'''

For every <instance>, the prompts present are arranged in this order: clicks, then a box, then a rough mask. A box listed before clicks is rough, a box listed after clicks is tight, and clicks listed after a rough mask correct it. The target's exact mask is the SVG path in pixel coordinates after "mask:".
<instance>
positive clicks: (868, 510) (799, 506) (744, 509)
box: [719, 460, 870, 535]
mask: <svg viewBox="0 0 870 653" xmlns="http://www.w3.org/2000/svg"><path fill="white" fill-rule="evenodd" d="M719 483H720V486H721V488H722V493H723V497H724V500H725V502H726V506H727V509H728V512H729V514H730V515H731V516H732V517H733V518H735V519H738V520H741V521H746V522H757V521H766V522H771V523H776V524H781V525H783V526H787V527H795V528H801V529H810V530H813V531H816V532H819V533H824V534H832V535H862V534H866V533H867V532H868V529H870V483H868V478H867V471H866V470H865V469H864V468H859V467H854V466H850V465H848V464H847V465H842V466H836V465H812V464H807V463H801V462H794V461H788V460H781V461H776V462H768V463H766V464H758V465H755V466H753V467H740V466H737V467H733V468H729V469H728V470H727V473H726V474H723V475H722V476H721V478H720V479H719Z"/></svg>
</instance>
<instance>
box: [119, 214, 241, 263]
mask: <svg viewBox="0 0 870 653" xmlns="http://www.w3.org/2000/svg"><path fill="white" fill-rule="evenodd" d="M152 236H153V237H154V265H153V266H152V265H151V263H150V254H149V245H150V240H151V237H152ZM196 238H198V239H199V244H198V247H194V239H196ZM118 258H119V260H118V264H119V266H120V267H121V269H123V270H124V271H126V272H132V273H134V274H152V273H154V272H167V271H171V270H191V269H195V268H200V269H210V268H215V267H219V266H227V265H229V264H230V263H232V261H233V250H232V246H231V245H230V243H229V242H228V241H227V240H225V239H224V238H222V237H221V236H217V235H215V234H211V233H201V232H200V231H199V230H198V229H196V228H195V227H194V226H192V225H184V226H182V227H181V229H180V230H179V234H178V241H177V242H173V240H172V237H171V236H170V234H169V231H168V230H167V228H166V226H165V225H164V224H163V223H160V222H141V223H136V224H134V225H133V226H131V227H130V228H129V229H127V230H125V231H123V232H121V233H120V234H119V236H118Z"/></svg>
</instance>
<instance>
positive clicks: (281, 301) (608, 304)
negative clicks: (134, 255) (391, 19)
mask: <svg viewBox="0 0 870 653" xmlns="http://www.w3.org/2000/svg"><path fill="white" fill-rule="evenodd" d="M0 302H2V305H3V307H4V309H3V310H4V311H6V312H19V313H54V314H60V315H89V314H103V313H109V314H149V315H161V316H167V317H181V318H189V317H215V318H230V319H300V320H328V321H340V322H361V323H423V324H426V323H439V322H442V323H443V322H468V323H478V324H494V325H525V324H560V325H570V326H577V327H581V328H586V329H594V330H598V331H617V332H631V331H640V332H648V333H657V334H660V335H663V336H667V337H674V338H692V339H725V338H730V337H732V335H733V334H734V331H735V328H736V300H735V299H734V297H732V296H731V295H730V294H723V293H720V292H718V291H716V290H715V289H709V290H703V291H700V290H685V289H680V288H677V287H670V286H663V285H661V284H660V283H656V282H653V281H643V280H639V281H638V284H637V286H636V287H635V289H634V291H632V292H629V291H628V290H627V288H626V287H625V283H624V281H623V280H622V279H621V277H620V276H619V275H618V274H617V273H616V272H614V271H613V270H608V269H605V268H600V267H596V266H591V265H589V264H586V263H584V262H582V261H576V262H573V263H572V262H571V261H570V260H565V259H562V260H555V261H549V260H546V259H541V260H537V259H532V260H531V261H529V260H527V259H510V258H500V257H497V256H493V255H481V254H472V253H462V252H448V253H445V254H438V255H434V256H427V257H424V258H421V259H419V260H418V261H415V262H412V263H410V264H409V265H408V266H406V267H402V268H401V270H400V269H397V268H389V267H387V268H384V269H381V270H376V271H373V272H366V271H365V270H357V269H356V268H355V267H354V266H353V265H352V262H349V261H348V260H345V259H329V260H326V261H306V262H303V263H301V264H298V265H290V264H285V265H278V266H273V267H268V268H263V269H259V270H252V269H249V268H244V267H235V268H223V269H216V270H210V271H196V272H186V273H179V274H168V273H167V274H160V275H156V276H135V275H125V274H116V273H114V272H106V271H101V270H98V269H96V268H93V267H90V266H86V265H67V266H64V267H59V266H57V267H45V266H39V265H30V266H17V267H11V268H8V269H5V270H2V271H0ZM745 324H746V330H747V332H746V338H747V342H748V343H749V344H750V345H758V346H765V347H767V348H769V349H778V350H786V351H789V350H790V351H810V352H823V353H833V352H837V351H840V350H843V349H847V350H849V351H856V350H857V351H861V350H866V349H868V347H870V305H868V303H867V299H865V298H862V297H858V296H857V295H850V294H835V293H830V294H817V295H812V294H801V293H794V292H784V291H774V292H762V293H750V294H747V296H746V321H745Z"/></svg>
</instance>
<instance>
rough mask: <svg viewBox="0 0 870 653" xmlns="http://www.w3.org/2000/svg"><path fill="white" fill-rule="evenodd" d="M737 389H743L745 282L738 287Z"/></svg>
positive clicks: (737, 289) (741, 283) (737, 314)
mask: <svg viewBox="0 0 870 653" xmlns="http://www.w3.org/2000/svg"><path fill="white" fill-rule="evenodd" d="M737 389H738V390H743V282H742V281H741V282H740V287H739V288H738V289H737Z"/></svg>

'''

● **Work to complete**:
Write down how many lines of the data above contain the string "rough", and include nothing besides that number.

● **Your solution**:
2